In today’s market, innovation matters. Yet, innovation still remains an elusive pursuit. The key begins with designing experiences that deliver value and enhance relationships.
The quest for innovation is the most common pursuit in business. Yet, the most common pursuit is often the most elusive and ambiguous in theory and in practice. However, when innovation is achieved it makes the difference between products that are interesting and ones that are market defining. While user-centered design methods are a fundamental part of our innovation practice, we prefer to speak more of the concept of value-centered design.
Innovation Is About Value
Before we dive any deeper into innovation, let’s make one thing clear: innovation isn’t about technology. Some people might call a futuristic technology innovative, even if it won’t be ready for public consumption for a decade. We don’t. For us, innovation is about value. When you design a connected product or service, your goal is to give users something valuable that they can seamlessly integrate into their daily lives, and get enough users to adopt it so that your business gets value in return.
Throughout the years, we have guided our clients toward the idea of value-centric design. It allows you to see users as a partner in your effort. If you understand their contexts, design what they need, and deliver lasting value to them, they return that value to you. In a symbiotic relationship, everybody wins. While user-centric design brings focus to the user, the value-centric design takes things one step further instead of just uncovering what users want, you’re building a sustained relationship based on a product experience that connects with them. If it’s sustainable, then it’s good for you and good for them.
Beyond the shiny icons, clever features, and compelling technology, a product experience is measured by what it allows people to accomplish. Whether needs are met by a new feature or a better solution to a common issue, the promise of value is what drives users to pick up your product in the first place. Your job is to constantly make sure that their investment of time and money was worth it. If your application doesn’t improve how users’ needs are met, you have missed the point of great product and experience design. Ultimately, you want to create an experience that people never want to be without.

Information given:
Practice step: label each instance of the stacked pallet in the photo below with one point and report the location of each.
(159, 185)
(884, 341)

* * *

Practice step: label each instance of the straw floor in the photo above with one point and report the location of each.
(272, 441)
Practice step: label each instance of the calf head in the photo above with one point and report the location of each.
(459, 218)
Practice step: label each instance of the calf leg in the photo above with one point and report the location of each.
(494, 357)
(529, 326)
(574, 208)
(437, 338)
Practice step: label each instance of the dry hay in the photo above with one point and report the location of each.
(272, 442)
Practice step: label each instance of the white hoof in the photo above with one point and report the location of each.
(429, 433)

--

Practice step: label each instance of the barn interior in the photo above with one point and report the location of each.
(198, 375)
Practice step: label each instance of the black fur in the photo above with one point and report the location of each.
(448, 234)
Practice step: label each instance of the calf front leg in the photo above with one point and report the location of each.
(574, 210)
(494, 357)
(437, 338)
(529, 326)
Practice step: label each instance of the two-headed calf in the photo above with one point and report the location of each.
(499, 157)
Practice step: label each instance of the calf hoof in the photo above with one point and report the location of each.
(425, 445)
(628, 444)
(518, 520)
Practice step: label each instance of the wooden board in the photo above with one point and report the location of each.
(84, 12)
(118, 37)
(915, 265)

To be done:
**1.** Reproduce the text of the passage on innovation and value, starting with "In today’s market, innovation" and going on through "and enhance relationships.".
**2.** In the passage on innovation and value, what drives users to pick up a product in the first place?

The results:
**1.**
In today’s market, innovation matters. Yet, innovation still remains an elusive pursuit. The key begins with designing experiences that deliver value and enhance relationships.

**2.** The promise of value.